◆ Exercise objective: Can you copy the stretch from "EMT signatures and" through "cancer in TCGA." in the passage on EMT signaling in tumors?

━━━ Passage shown

The role of EMT signaling has been extensively studied using preclinical models of individual tumor types. While previous evidence suggests that EMT signaling is emanating from cells within the stromal compartment10, there is ongoing research into the role of specific cell types, such as CAFs, in the EMT process and their associations with factors that can influence response to I-O therapy. In the current study, bulk and single-cell RNA sequencing analysis and immunohistochemistry (IHC)-based methods were used to investigate the source of EMT- and stroma-related gene expression across multiple tumor types and to determine factors in the stromal compartment of the TME that may associate with prognosis or response to treatment.

Results

Correlation between EMT- and TME-related gene expression signatures

In RNA-seq data for 17 tumor types in The Cancer Genome Atlas (TCGA), scores for 7 of 8 previously published EMT gene signatures (EMT_Carretero_2010, IPRES_Hugo_2016, PATHWAY_Carretero_2010, EMT_STROMA_Wang_2018, GENERIC_EMT_MES_Tan_2014, HALLMARK_EMT, and PAN_EMT_Mak_2016)6,7,8,9,10,11 were negatively correlated with scores for a tumor purity signature and positively correlated with scores for immune and stroma signatures (Fig. 1a, Supplementary Fig. 1, and Supplementary Table 1). Correlations tended to be smaller and in the opposite direction for the GENERIC_EMT_EPI_Tan_20147 gene set, which is characteristic of epithelial features rather than mesenchymal features (Fig. 1a). A strong positive correlation was observed between EMT gene set signature scores and estimates of stromal content in samples from TCGA across all tumor types with epithelial origin, including colon, stomach, urothelial, and breast (Fig. 1b, Supplementary Fig. 1, and Supplementary Table 1). In tumors with a mesenchymal origin, such as sarcoma, these correlations were weaker (Supplementary Fig. 1n).

Figure 1
figure 1

EMT signatures and the TME. (a) Distribution over tumor types in TCGA of estimated correlation (Pearson coefficients) between scores for EMT-related gene sets and tumor purity, an immune gene expression signature, and a stroma signature. Boxes extend from the first to third quartiles, the middle line shows the median, and the whiskers extend to the most extreme data point that is no more than 1.5 times the IQR from the box. Consensus purity estimates were not available for esophageal carcinoma, pancreatic and stomach adenocarcinoma, and sarcoma. (b) Scatterplots of scores for two EMT-related gene signatures versus a stroma signature, for selected tumor types in TCGA. Pink plotting symbols represent tumor tissue. Aqua plotting symbols represent samples collected from non-involved healthy tissue of patients with cancer in TCGA.

━━━━━━
━━━ Extracted records

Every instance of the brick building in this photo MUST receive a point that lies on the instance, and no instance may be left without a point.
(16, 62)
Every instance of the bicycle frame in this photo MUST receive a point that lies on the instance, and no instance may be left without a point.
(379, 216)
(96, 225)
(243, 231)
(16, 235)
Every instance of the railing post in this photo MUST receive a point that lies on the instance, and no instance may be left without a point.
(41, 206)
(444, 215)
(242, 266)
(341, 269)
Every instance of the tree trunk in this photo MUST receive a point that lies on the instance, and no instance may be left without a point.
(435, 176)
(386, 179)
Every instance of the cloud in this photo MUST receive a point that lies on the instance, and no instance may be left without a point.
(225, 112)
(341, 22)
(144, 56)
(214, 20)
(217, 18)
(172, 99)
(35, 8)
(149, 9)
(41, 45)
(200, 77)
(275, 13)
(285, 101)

━━━━━━
━━━ Extracted records

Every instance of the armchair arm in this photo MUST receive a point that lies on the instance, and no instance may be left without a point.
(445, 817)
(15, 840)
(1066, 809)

━━━━━━
━━━ Extracted records

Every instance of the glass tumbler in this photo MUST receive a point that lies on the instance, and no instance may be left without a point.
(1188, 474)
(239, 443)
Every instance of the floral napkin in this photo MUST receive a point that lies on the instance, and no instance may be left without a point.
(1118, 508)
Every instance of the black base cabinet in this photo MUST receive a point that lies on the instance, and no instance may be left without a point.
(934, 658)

━━━━━━

◆ Output of the exercise:
EMT signatures and the TME. (a) Distribution over tumor types in TCGA of estimated correlation (Pearson coefficients) between scores for EMT-related gene sets and tumor purity, an immune gene expression signature, and a stroma signature. Boxes extend from the first to third quartiles, the middle line shows the median, and the whiskers extend to the most extreme data point that is no more than 1.5 times the IQR from the box. Consensus purity estimates were not available for esophageal carcinoma, pancreatic and stomach adenocarcinoma, and sarcoma. (b) Scatterplots of scores for two EMT-related gene signatures versus a stroma signature, for selected tumor types in TCGA. Pink plotting symbols represent tumor tissue. Aqua plotting symbols represent samples collected from non-involved healthy tissue of patients with cancer in TCGA.